*Document passage*:
┌────────

On MLK Day, Trump-Lewis throwdown draws varied responses
Protest passes by National Museum of African American History and Culture, but all is calm at King memorial
Visitors began filing into the National Museum of African American History and Culture the moment it opened at 10 a.m. on Martin Luther King Jr. Day. Parents pushed children in strollers, friends readied with mittens and hot coffee walked into the lobby, and those with tickets for later in the morning queued excitedly to wait for a glimpse inside Washington, D.C.’s, newest museum.
But that moment of calm came to an abrupt halt as a group protesting Donald Trump’s election paraded down Constitution Avenue brought with them a cacophony of angry sound. Protesters called him a racist and a rapist, waving fliers in the faces of passers-by. They yelled, often so loudly that their concerns became blurred in a wind tunnel of white noise.

└────────

*Recorded data*:
┌────────

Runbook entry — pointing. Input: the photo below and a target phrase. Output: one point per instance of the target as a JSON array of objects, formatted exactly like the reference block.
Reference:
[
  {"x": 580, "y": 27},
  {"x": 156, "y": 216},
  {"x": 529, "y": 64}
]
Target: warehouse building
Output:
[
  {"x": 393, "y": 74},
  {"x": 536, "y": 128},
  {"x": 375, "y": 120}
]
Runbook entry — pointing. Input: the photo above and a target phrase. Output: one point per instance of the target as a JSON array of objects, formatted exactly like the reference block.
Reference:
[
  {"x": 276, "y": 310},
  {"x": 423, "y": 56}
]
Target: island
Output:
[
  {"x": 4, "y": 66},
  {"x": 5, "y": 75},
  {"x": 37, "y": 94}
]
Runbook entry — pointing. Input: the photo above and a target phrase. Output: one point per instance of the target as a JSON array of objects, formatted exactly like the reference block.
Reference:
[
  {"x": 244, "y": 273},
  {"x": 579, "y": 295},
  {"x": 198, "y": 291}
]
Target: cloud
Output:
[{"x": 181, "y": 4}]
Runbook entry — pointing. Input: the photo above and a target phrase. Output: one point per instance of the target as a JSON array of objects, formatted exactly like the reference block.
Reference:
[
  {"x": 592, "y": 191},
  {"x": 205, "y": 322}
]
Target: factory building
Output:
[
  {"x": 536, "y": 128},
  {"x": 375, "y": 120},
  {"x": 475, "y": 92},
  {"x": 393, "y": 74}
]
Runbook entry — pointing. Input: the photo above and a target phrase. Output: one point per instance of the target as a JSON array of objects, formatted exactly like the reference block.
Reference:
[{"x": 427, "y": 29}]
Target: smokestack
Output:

└────────

*Aim*: Continue the news report about the MLK Day protest near the National Museum of African American History and Culture, starting after its final sentence.

*Answer*:
The moment was an angry coda to a holiday weekend of barbs between Trump and U.S. Rep. John Lewis (D-Georgia). Lewis, an almost universally admired symbol of the civil rights movement, started it by telling NBC News’ Chuck Todd that he does not believe Trump is a “legitimate” president, and that he would not be attending a president’s inauguration.
Trump retaliated on Twitter on Jan. 14, saying, “Congressman John Lewis should spend more time on fixing and helping his district, which is in horrible shape and falling apart (not to mention crime infested) rather than falsely complaining about the election results. All talk, talk, talk – no action or results. Sad!”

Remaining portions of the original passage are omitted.